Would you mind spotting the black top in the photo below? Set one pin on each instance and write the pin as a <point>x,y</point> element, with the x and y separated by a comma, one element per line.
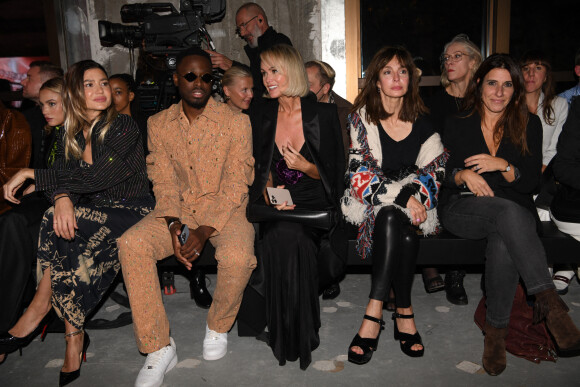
<point>442,105</point>
<point>118,172</point>
<point>566,166</point>
<point>463,138</point>
<point>41,141</point>
<point>400,155</point>
<point>268,39</point>
<point>305,191</point>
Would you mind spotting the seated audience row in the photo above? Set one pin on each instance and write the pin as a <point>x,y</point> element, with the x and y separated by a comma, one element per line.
<point>204,178</point>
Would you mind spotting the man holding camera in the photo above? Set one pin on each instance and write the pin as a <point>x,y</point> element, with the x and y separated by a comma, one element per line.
<point>252,26</point>
<point>200,175</point>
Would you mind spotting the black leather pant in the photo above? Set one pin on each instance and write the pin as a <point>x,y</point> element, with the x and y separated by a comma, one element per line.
<point>395,247</point>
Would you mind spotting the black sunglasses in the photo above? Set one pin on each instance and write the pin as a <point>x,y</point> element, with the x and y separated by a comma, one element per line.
<point>190,77</point>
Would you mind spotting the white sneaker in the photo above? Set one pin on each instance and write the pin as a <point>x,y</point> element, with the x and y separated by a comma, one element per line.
<point>158,363</point>
<point>215,345</point>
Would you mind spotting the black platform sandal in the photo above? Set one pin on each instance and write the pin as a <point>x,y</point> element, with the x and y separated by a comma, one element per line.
<point>367,345</point>
<point>409,340</point>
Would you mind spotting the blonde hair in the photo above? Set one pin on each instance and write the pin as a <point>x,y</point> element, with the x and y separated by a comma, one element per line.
<point>56,85</point>
<point>74,103</point>
<point>289,61</point>
<point>472,51</point>
<point>326,73</point>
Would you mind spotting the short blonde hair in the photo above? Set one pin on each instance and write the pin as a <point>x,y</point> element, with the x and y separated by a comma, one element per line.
<point>289,61</point>
<point>471,49</point>
<point>234,73</point>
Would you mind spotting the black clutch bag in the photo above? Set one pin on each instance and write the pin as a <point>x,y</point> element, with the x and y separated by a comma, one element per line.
<point>257,213</point>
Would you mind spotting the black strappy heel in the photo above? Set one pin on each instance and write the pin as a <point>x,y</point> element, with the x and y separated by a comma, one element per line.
<point>409,340</point>
<point>367,345</point>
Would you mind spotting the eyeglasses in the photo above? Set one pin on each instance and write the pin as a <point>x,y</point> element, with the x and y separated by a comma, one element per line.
<point>452,58</point>
<point>243,25</point>
<point>191,77</point>
<point>390,74</point>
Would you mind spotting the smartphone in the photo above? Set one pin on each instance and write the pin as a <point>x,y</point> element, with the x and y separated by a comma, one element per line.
<point>184,234</point>
<point>279,196</point>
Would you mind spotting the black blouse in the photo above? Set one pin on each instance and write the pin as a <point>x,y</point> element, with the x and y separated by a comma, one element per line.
<point>400,155</point>
<point>118,172</point>
<point>463,138</point>
<point>306,192</point>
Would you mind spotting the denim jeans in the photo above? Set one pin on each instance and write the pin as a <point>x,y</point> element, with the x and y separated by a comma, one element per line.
<point>513,249</point>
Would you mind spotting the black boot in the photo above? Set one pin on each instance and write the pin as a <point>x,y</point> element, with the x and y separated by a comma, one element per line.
<point>454,287</point>
<point>199,292</point>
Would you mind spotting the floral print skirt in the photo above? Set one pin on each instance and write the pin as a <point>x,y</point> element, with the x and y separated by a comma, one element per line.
<point>81,270</point>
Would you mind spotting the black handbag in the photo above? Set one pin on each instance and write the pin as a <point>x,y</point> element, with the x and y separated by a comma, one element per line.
<point>257,213</point>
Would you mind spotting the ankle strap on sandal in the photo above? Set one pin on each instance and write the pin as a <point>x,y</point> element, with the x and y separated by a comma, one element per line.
<point>397,315</point>
<point>379,321</point>
<point>75,333</point>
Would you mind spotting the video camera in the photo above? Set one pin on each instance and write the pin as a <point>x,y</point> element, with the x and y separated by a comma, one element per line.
<point>161,30</point>
<point>162,33</point>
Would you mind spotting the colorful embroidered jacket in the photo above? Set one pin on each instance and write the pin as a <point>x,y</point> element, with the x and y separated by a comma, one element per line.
<point>369,189</point>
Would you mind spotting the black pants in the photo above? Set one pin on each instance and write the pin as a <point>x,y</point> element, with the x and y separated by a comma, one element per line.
<point>395,247</point>
<point>19,228</point>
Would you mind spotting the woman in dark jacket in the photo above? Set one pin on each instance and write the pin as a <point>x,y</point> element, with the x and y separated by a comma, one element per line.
<point>297,145</point>
<point>99,188</point>
<point>494,167</point>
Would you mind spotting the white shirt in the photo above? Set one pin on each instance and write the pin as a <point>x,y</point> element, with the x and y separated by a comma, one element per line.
<point>552,132</point>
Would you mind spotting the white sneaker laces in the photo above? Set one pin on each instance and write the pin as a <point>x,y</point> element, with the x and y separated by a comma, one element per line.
<point>213,335</point>
<point>154,358</point>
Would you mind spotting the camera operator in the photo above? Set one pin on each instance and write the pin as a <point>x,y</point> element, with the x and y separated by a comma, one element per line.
<point>252,26</point>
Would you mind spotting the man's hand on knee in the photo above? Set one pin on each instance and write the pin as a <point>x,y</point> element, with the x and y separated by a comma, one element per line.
<point>189,252</point>
<point>197,238</point>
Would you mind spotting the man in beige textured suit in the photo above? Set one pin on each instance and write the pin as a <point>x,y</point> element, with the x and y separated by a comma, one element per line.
<point>201,165</point>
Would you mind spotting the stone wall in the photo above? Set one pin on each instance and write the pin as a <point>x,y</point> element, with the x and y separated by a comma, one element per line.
<point>315,27</point>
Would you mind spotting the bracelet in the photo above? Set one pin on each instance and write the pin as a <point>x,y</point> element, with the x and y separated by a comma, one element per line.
<point>171,223</point>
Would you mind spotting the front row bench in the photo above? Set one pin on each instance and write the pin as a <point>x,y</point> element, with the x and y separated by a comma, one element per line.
<point>447,249</point>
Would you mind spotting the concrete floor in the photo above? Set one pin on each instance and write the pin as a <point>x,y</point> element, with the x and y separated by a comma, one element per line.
<point>450,336</point>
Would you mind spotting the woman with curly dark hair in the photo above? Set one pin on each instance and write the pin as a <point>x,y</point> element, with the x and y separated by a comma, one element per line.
<point>494,167</point>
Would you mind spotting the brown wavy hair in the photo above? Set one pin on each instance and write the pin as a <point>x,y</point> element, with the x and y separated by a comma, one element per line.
<point>549,87</point>
<point>75,118</point>
<point>370,98</point>
<point>514,119</point>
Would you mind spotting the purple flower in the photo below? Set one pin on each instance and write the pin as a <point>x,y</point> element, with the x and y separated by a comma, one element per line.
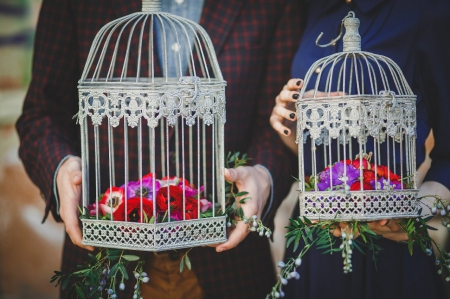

**What the task requires:** Rewrite all the items above, changing "Would you mind spotting" to "Could you locate" wherever it occurs and leaving every other word unchanged. Omit the pictures.

**Solution:**
Could you locate the black top in the photo below? Set one pin on each instance and write the pin as a <point>x,y</point> element, with the x and y separated by a comma, one element per line.
<point>442,105</point>
<point>118,172</point>
<point>566,166</point>
<point>463,138</point>
<point>41,141</point>
<point>400,155</point>
<point>268,39</point>
<point>305,191</point>
Could you locate the seated audience row in the photo above? Set one pin on each instance and write the pin as a <point>x,y</point> element, with the x and y separated by a comma, one element per line.
<point>204,178</point>
Could you locate the man holding camera in the photo above? Set one pin on each instance and write the pin as a <point>x,y</point> element, with the x and y separated by a comma, one element per line.
<point>252,26</point>
<point>200,175</point>
Could you locate the black leather pant in the photo above? Set one pin on each instance and write the pin as a <point>x,y</point> element, with the x and y separated by a comma, one element per line.
<point>395,247</point>
Could you locate the black sunglasses in the photo above? Set one pin on each instance and write the pin as a <point>x,y</point> element, with the x and y separated by a comma, one element per line.
<point>190,77</point>
Could you locate the white sneaker in the photo above? Set one pin on each instance and write the pin as a <point>x,y</point> element, with the x and y separated by a comma, one element per line.
<point>158,363</point>
<point>215,345</point>
Could you locate the black platform sandal in the photo above? Set one pin on each instance and write the pin as a <point>x,y</point> element, with the x and y separated by a comma, one element per line.
<point>367,345</point>
<point>409,340</point>
Could you locate the blonde hair in the photo above? Set one pin on each instance and write the pin as a <point>x,y</point> element, with the x and y separated by a comma, one element per line.
<point>56,85</point>
<point>74,103</point>
<point>289,61</point>
<point>472,51</point>
<point>326,73</point>
Could you locate the short blonde hair in the photo above? Set one pin on each instance and write the pin as a <point>x,y</point> element, with the x and y separated by a comma, one element per line.
<point>289,61</point>
<point>471,49</point>
<point>234,73</point>
Could you locate the black clutch bag in the photo above? Set one pin on each instance and write the pin as a <point>x,y</point> element, with the x and y separated by a comma, one element per line.
<point>257,213</point>
Could you locate the black strappy heel in the photo above? Set one pin on each instance and write the pin as a <point>x,y</point> element, with the x and y separated by a comma, one element per line.
<point>409,340</point>
<point>367,345</point>
Could you locate the eyeglasses in the photo above? Set one pin on each instance and write the pin as a <point>x,y</point> element, with the x and y separated by a comma, one element per line.
<point>452,58</point>
<point>243,25</point>
<point>191,77</point>
<point>390,74</point>
Could you locate the smartphone in the photo above? Set one pin on each instance and write the pin as a <point>x,y</point> element, with the x and y separated by a comma, one element per line.
<point>184,234</point>
<point>279,196</point>
Could you locate the black blouse in the photo above? Set one pin on each instance and write the pin as a <point>x,y</point> element, with the x and y separated by a comma, one element per line.
<point>400,155</point>
<point>118,172</point>
<point>463,138</point>
<point>306,192</point>
Could you locate the denim jeans in the photo above? Set one pin on each instance and write the pin as a <point>x,y</point> element, with the x and y separated by a comma, one element per line.
<point>513,249</point>
Could you locate the black boot in the photo above? Set one pin on each instance and write the pin as a <point>x,y</point> element, with the x and y separated by a comma, one element per line.
<point>454,287</point>
<point>199,292</point>
Could you locate the floral print skirt in the photo above? Set one pin on each instance and write the pin as a <point>x,y</point> element, with the x and y separated by a comma, one element per line.
<point>81,270</point>
Could you locate the black handbag in the photo above? Set one pin on each instance and write the pin as a <point>x,y</point> element, with the x and y separated by a comma, one element per line.
<point>257,213</point>
Could you locate the ankle strap on sandal in the photo above? Set one pin on each instance and write the pin as a <point>x,y</point> element, with the x and y separated by a comma, one element per line.
<point>397,315</point>
<point>379,321</point>
<point>75,333</point>
Could you locate the video camera in the photo above? Set one pin on each instance and write the pin as a <point>x,y</point> element, with the x and y separated by a comma, one element per line.
<point>161,30</point>
<point>162,33</point>
Could you locate the colorful embroidered jacket in the photo above? Set one pin on each instance and write the pin as a <point>x,y</point> element, with the x and y separated by a comma, one element per line.
<point>369,189</point>
Could you locate the black pants in the photo above? Set one pin on each instance and write the pin as a <point>x,y</point> element, with the x and y separated by a comma, one element per line.
<point>395,247</point>
<point>19,228</point>
Could you locate the woman in dark jacket in the photo above? Set one pin on each instance and write the pin as a <point>x,y</point> element, with the x and y separated by a comma, one element per line.
<point>297,145</point>
<point>99,188</point>
<point>494,167</point>
Could you locate the white shirt in the photo above? Set one pin on each instance and write the pin as a <point>x,y</point> element, with the x and y separated by a comma, one element per line.
<point>552,132</point>
Could you locate the white sneaker laces in the photo above? Set one pin on each instance and write the pin as a <point>x,y</point> element, with the x and y separated by a comma, one element per line.
<point>213,335</point>
<point>154,358</point>
Could you locate the camera operator in the photo above? Set one pin on each instance and write the pin as a <point>x,y</point> element, with the x and y separated by a comma, one element per line.
<point>252,26</point>
Could you locate the man's hand on knee in the photo above? Set one pin on each instance and write the pin as a <point>x,y</point> element, with the x and y separated by a comma, one element per line.
<point>189,252</point>
<point>197,238</point>
Could you locate the man in beige textured suit in the photo above? Set one pin on each instance and write the pin as a <point>x,y</point> element, with the x and y separated by a comma, one element per line.
<point>201,165</point>
Could you locate the stone wall in the photo above? Set one pin on each instance and write the pin as a <point>x,y</point> element, with the x and y separated by a comma, one element per line.
<point>315,27</point>
Could you locate the bracelet in the photo above? Set one pin on each instance and write the pin as a <point>x,y</point> element, with the x and y separated by a comma, one element per line.
<point>171,223</point>
Could you locate the front row bench in the photo above? Set one pin on each instance and write the pin as a <point>x,y</point> element, with the x and y separated by a comma, one element per line.
<point>447,249</point>
Could you locate the concrete floor in the photo above? Set one pin on each instance and write the pin as a <point>x,y</point> element, with the x and y separated by a comma, one element per line.
<point>450,336</point>
Could you locate the woman with curly dark hair in the photo above? Set one pin on each instance and write the pin as a <point>x,y</point> element, with the x and y separated by a comma, one element per line.
<point>494,167</point>
Could you locate the brown wavy hair in the photo above? Set one pin on each instance and write the pin as a <point>x,y</point> element, with the x and y separated by a comma, one element per line.
<point>549,87</point>
<point>75,118</point>
<point>370,98</point>
<point>514,119</point>
Could you locate the purple flower in the photo below? Set one pin on each instance and write the pin as a <point>x,y</point> element, with the x and y separated by a comma, one element per line.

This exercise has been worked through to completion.